• **Goal of the exercise**
Transcribe every entry word for word. Skip the pictures.

• **Material provided**
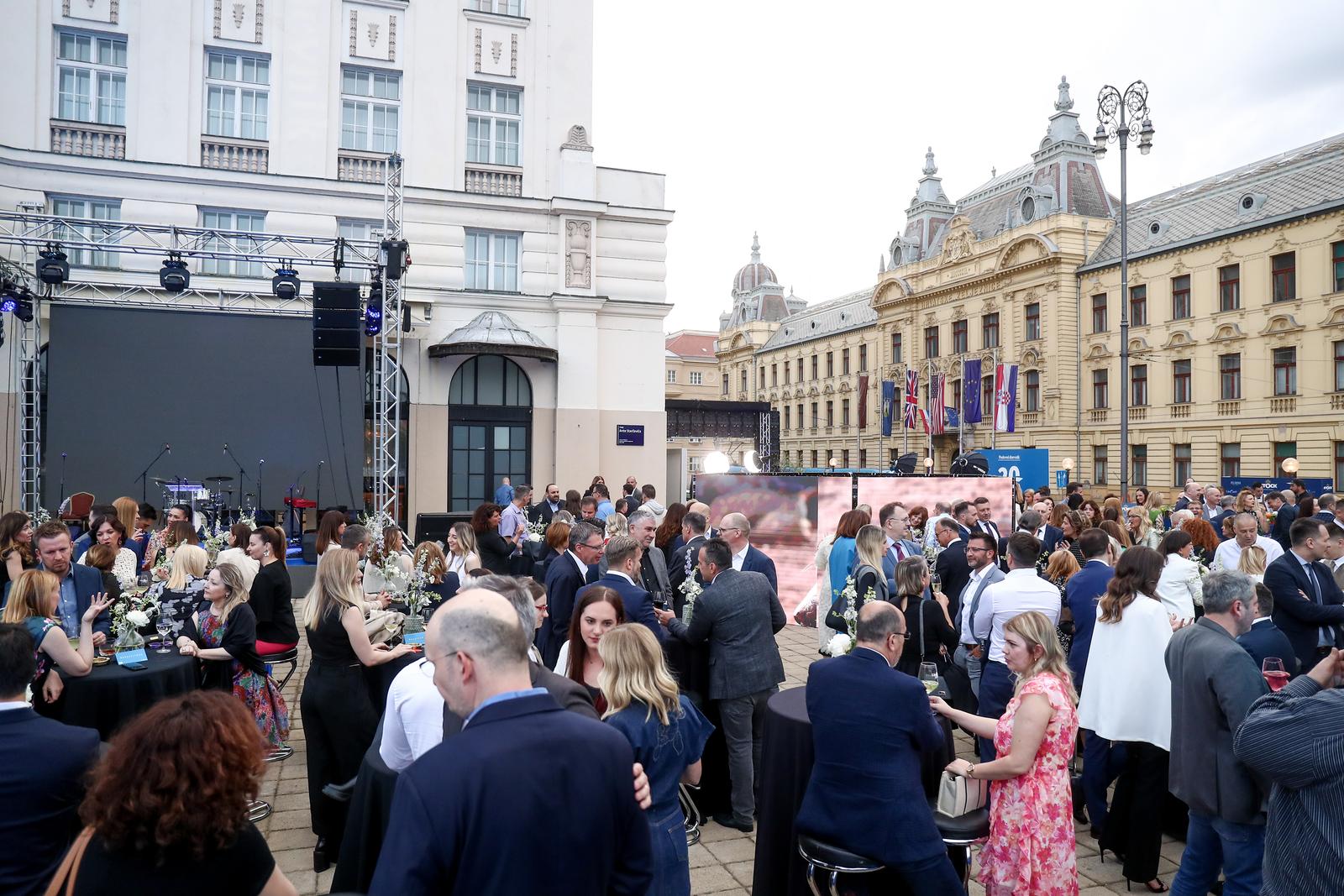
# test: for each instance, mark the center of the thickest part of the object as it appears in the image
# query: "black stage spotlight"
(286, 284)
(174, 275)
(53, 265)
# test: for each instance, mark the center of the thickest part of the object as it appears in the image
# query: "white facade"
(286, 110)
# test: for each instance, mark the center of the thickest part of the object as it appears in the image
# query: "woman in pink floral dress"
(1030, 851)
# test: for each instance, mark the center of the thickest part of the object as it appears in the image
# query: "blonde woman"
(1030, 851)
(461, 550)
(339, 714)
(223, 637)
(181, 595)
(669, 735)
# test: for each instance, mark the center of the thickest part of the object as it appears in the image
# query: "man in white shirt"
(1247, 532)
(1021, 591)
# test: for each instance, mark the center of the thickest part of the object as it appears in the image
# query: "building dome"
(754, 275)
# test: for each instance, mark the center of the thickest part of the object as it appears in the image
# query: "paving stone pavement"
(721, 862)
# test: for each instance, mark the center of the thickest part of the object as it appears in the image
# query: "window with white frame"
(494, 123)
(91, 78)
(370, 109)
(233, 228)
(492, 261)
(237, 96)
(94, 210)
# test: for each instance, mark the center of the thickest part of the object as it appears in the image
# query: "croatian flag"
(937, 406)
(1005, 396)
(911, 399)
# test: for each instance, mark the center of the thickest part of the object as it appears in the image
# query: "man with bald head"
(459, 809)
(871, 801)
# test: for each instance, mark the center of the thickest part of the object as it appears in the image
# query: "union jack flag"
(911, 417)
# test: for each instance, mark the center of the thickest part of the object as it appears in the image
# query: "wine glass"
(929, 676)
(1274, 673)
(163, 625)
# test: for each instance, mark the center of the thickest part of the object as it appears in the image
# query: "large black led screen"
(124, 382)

• **Response to the exercise**
# test: for each instance, mark the center of the thickest part of the object as it appears in the image
# query: "black stage spotlight"
(286, 284)
(174, 275)
(53, 265)
# test: for each instance, mark the center of the thickest part of the object as it appears in the image
# query: "white facade"
(286, 110)
# test: for each instance, mark the center of the thickest part of the object as it appears in the image
# query: "woman in pink floral dress"
(1030, 851)
# test: for each instance, mark the center of the thickest part of the object as it appears in the image
# query: "blonde woman"
(1030, 851)
(461, 550)
(339, 714)
(223, 637)
(181, 595)
(669, 735)
# test: for each instance, mark the center of the thickest part of the object as it appears in the image
# query: "man in white shirt"
(1247, 532)
(1021, 591)
# test: for each instance, mark the center of the thickest part of the object as it appears in the image
# query: "building dome"
(754, 275)
# test: for each instance, mark the center of the thickest part of the object as it appears in the image
# query: "paving stone pavement"
(721, 862)
# test: for each instance, mark the center of the thickest part of the object as it appears in the image
# query: "window with white frame"
(494, 123)
(91, 78)
(370, 109)
(233, 228)
(492, 261)
(237, 96)
(94, 210)
# test: for each instance, mark the center of the thickest part of the object as it appears in the image
# query: "croatian flag"
(937, 406)
(1005, 396)
(911, 399)
# test: for each instance, mark the center of the thickest part of the object as it appears in the image
# query: "man with bald head"
(459, 809)
(871, 801)
# test: for each instance, mark the center of the thickest part of the object as it appears in the image
# query: "union jack flag"
(911, 417)
# test: for each instance, mark the center of the thickest part of the object as it appears in the image
# query: "wine glass"
(929, 676)
(1274, 673)
(163, 625)
# test: for each instance, mark the center of the thickest part of the object as it appears in the image
# query: "large black led screen"
(124, 382)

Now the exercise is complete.